▶ [TASK SET]:
(1) In the Buildroot patch discussion, what file stores the list of files each package installs in the target directory?
(2) Transcribe the Buildroot patch discussion from "On 2015-02-05 22:19" through "target root filesystem.", inclusive.
(3) Go on with the Buildroot patch discussion from the point where it stops.

▶ [PASSAGE]:
----------------

[Buildroot] [PATCHv3 2/5] pkg-generic: add step_pkg_size global instrumentation hook

Yann E. MORIN yann.morin.1998 at free.fr
Sun Feb 15 16:59:51 UTC 2015


Thomas, All,

On 2015-02-05 22:19 +0100, Thomas Petazzoni spake thusly:
> This patch adds a global instrumentation hook that collects the list
> of files installed in $(TARGET_DIR) by each package, and stores this
> list into a file called $(BUILD_DIR)/packages-file-list.txt. It can
> later be used to determine the size contribution of each package to
> the target root filesystem.
> 
> Note that in order to detect if a file installed by one package is
> later overriden by another package, we calculate the md5 of installed
> files and compare them at each installation of a new package.
> 
> This commit also adds a Config.in option to enable the collection of
> this data, as calculating the md5 of all installed files at the
> beginning and end of the installation of each package can be
> considered a time-consuming process which maybe some users will not be
> willing to suffer from.

Well, I'd like to challenge that assertion, so I did a pretty "big" build:
Kodi on the RPi, with all Kodi addons enabled, plus a few additional
usefull packages (connman, dropbear and the likes).

The config has about 148 packages (make show-targets |wc -w), and takes
roughly 1h and 20min on my machine.

Because I did not time md5sum after each package was installed, I simply
timed the md5sum at the end, on a completely-populated target/ . That
gives a pretty good upper-bound of the overhead each package would incur
(i.e. the very first packages would be so much faster as there are far
fewer files installed).

----------------

▶ [RECORDED INFORMATION]:

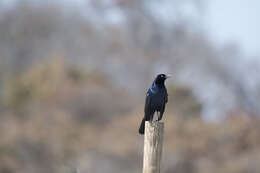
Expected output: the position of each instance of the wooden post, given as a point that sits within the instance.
(153, 140)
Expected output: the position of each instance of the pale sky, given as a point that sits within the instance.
(235, 20)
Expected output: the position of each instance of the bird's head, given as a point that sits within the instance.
(160, 78)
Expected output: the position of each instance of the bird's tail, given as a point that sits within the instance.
(141, 128)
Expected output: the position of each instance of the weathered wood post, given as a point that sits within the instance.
(153, 140)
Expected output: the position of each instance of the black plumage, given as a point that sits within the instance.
(156, 99)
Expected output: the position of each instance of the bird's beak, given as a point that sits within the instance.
(168, 76)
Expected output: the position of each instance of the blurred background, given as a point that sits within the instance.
(74, 75)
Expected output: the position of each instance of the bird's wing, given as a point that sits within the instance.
(166, 97)
(147, 107)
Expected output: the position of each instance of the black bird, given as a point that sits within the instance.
(156, 98)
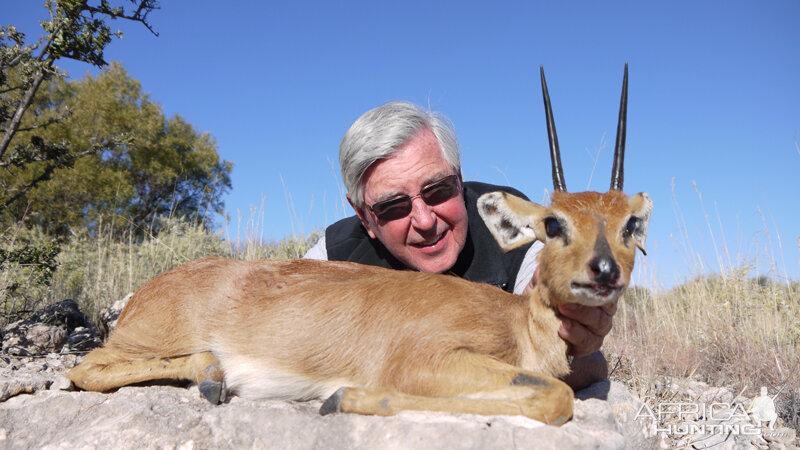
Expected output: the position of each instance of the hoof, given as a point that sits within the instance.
(213, 391)
(333, 404)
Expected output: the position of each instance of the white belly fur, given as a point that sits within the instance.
(257, 379)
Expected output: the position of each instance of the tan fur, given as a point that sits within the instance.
(301, 329)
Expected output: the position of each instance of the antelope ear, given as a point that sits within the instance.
(511, 220)
(641, 208)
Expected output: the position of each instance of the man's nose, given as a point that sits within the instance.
(422, 214)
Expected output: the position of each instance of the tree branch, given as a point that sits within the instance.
(48, 172)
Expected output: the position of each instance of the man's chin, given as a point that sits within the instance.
(438, 263)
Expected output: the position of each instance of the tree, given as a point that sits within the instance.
(165, 166)
(76, 30)
(79, 30)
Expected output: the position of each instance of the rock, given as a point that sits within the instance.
(64, 314)
(82, 339)
(160, 416)
(21, 383)
(27, 338)
(781, 435)
(716, 395)
(109, 316)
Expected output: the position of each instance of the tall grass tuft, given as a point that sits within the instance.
(735, 328)
(99, 267)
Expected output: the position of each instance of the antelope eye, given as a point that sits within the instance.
(552, 227)
(630, 227)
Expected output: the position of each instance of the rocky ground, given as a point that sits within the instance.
(39, 409)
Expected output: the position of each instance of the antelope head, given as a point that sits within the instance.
(589, 238)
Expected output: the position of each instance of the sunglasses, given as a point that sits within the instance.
(433, 194)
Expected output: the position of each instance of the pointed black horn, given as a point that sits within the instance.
(555, 154)
(617, 175)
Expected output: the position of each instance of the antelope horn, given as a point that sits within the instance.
(617, 175)
(555, 154)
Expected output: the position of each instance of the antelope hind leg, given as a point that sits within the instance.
(104, 370)
(502, 390)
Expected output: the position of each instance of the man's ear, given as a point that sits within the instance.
(362, 216)
(511, 220)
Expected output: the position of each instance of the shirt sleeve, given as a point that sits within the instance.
(528, 267)
(319, 251)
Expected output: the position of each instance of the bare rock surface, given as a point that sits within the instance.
(173, 417)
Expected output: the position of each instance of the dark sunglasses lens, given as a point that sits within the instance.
(392, 209)
(441, 191)
(397, 208)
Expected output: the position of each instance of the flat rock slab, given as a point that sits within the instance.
(171, 417)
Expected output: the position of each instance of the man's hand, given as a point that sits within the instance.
(583, 327)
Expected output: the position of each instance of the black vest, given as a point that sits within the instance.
(481, 259)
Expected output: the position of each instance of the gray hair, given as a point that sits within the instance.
(378, 134)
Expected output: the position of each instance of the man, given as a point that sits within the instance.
(401, 167)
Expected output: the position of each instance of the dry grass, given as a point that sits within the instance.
(730, 329)
(96, 269)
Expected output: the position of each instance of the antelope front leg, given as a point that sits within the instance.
(105, 369)
(472, 384)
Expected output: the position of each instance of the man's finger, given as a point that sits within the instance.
(581, 340)
(596, 319)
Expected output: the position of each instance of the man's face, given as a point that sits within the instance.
(430, 238)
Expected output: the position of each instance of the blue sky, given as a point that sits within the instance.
(713, 103)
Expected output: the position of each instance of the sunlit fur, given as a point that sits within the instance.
(300, 329)
(585, 218)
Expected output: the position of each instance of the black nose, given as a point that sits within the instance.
(605, 270)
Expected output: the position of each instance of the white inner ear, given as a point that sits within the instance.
(510, 219)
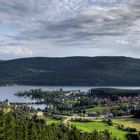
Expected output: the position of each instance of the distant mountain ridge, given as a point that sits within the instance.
(72, 71)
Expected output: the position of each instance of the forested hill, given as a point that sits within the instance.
(88, 71)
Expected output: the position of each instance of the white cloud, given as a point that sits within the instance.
(17, 51)
(122, 42)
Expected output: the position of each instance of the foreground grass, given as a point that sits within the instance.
(128, 122)
(97, 109)
(100, 126)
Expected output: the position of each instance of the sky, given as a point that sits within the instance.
(59, 28)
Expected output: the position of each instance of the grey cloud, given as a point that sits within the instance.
(71, 22)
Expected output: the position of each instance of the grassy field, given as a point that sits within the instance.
(51, 121)
(98, 108)
(128, 122)
(100, 126)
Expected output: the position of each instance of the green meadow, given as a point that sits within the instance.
(100, 126)
(128, 122)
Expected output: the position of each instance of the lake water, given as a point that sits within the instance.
(7, 92)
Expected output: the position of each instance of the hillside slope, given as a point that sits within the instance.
(88, 71)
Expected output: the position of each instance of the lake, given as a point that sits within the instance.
(7, 92)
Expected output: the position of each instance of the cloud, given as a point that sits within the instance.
(17, 51)
(65, 24)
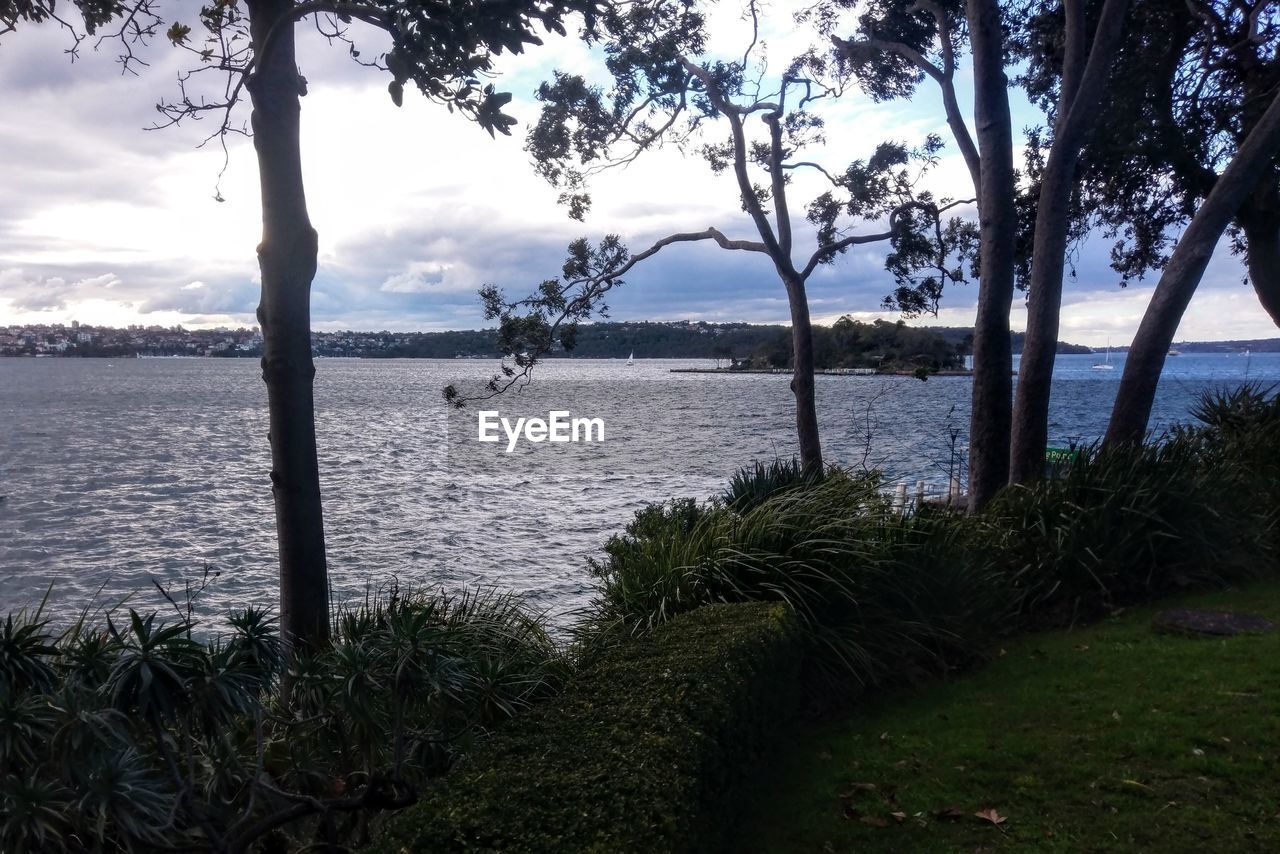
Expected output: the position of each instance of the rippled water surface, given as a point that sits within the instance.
(119, 471)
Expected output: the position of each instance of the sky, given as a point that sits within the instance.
(105, 222)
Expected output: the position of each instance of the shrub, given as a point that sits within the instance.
(643, 752)
(1130, 524)
(877, 597)
(137, 735)
(755, 484)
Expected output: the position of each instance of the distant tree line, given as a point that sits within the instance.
(848, 343)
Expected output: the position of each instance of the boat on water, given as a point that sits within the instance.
(1106, 361)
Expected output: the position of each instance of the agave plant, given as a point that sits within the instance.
(137, 736)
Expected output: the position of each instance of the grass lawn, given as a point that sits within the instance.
(1101, 739)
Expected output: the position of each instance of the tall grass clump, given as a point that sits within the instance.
(877, 596)
(755, 484)
(136, 735)
(882, 596)
(1194, 508)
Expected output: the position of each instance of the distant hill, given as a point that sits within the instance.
(1255, 345)
(963, 336)
(845, 345)
(654, 339)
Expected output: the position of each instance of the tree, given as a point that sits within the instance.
(1082, 83)
(442, 48)
(661, 92)
(1182, 274)
(895, 48)
(1191, 85)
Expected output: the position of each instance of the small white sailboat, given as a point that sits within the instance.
(1106, 362)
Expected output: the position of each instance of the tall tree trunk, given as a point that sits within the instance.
(1260, 219)
(1083, 85)
(803, 377)
(287, 257)
(992, 357)
(1182, 275)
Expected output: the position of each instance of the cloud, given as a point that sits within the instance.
(415, 208)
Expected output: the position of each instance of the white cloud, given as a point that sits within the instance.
(416, 208)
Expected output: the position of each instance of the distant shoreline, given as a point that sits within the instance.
(828, 371)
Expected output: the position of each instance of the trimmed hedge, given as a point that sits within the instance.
(643, 752)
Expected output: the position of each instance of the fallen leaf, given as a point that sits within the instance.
(858, 786)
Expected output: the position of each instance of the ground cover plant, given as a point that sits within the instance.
(647, 749)
(887, 597)
(1102, 739)
(132, 734)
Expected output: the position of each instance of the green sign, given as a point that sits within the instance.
(1063, 455)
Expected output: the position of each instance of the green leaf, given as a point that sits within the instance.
(177, 33)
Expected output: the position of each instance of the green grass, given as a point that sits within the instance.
(1101, 739)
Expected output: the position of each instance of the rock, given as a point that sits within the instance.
(1208, 624)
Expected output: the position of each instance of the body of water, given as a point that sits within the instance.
(119, 471)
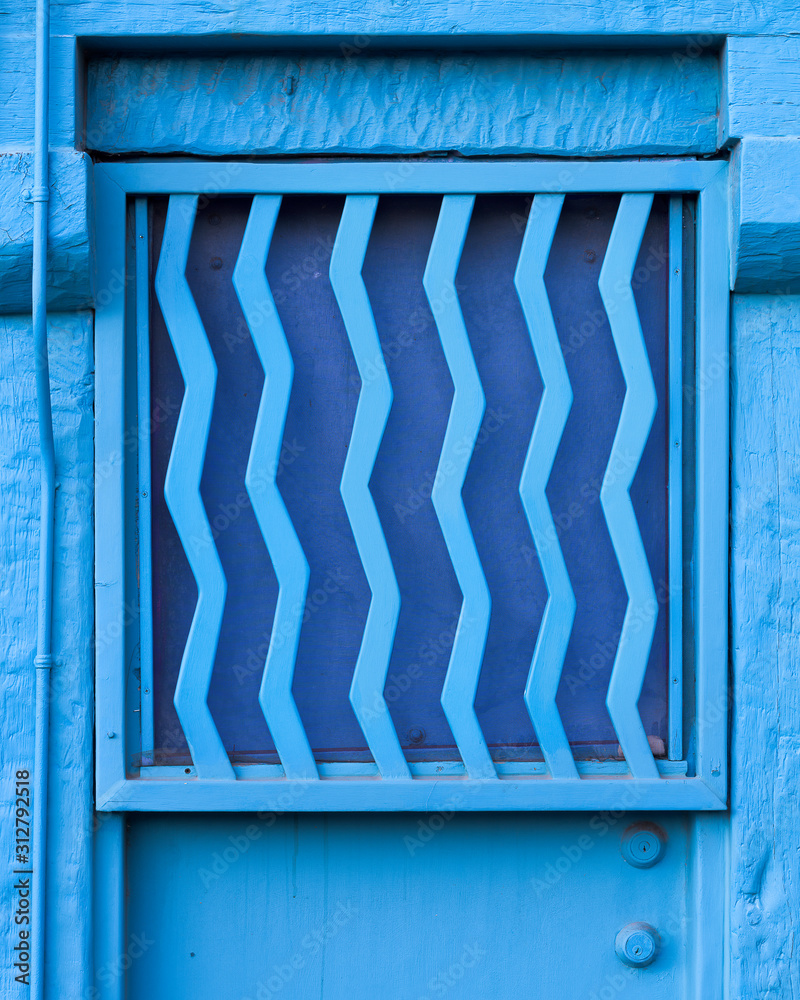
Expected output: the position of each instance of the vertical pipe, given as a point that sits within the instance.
(43, 661)
(675, 492)
(145, 491)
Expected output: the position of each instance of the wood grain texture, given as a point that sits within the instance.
(765, 214)
(68, 878)
(765, 579)
(69, 260)
(761, 82)
(96, 18)
(354, 101)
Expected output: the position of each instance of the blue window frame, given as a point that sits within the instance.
(391, 767)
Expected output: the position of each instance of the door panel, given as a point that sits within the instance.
(343, 907)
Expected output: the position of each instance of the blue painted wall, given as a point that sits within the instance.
(752, 53)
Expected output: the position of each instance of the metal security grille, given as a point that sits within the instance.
(129, 774)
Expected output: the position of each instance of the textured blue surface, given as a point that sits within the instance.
(758, 95)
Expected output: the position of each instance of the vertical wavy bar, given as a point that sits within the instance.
(466, 413)
(372, 412)
(559, 612)
(182, 490)
(636, 419)
(288, 559)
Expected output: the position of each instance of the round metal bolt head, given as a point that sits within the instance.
(643, 845)
(637, 945)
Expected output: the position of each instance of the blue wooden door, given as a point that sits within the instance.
(413, 530)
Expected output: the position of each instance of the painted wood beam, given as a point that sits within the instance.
(765, 215)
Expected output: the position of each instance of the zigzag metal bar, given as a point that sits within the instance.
(636, 419)
(291, 567)
(372, 412)
(182, 490)
(559, 613)
(463, 425)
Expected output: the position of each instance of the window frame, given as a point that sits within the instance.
(707, 789)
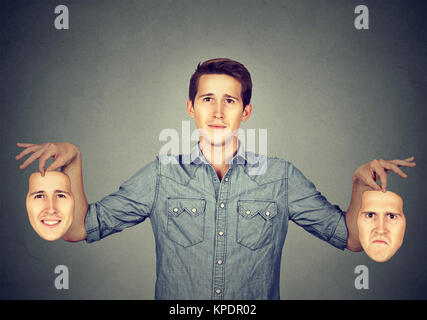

----------------

▶ [RESULTS BY TASK]:
(1) $(BUILD_DIR)/packages-file-list.txt

(2)
On 2015-02-05 22:19 +0100, Thomas Petazzoni spake thusly:
> This patch adds a global instrumentation hook that collects the list
> of files installed in $(TARGET_DIR) by each package, and stores this
> list into a file called $(BUILD_DIR)/packages-file-list.txt. It can
> later be used to determine the size contribution of each package to
> the target root filesystem.

(3)
    $ du -hs target/
    247M    target/

    $ find target -type f |wc -l
    5150

    $ tar cf - target/ |wc -c
    242923520

    $ tar cf - target/ |time md5sum
    1d393aaf76ef6a7a462519f4b8b861e7  -
    0.36user 0.03system 0:00.41elapsed 96%CPU (0avgtext+0avgdata 748maxresident)k
    0inputs+0outputs (0major+233minor)pagefaults 0swaps

    $ date '+%s.%N'; \
      find target -type f -print0 2>/dev/null \
      | xargs -0 md5sum >/dev/null 2>&1; \
      date '+%s.%N'
    1424018960.577764719
    1424018960.994814894

So, the overhead of md5sum-ing each file independently (on a cache-hot
target/) is about less than 0.5s (only so-slightly bigger than md5sum-ing
the whole tarball thereof) .

Yes, 0.5s. Half-a-second. ;-)

That would give an upper-bound of the overhead for the whole build
somewhere in the 2-minute range (148*2*0.5). Out of a 1h 20min build.

Yes, md5 is a very fast hash. For reference, hashing a 512MiB blob takes
about less than a second.

I believe this overhead is negligible and we should unconditionally
enable that feature.

> Signed-off-by: Thomas Petazzoni <thomas.petazzoni at free-electrons.com>
> ---
>  Config.in              |  9 +++++++++
>  package/pkg-generic.mk | 36 ++++++++++++++++++++++++++++++++++++
>  2 files changed, 45 insertions(+)
> 
> diff --git a/Config.in b/Config.in
> index f5b6c73..58a5085 100644
> --- a/Config.in
> +++ b/Config.in
> @@ -613,6 +613,15 @@ config BR2_COMPILER_PARANOID_UNSAFE_PATH
>  	  toolchain (through gcc and binutils patches) and external
>  	  toolchain backends (through the external toolchain wrapper).
>  
> +config BR2_COLLECT_FILE_SIZE_STATS
> +	bool "collect statistics about installed file size"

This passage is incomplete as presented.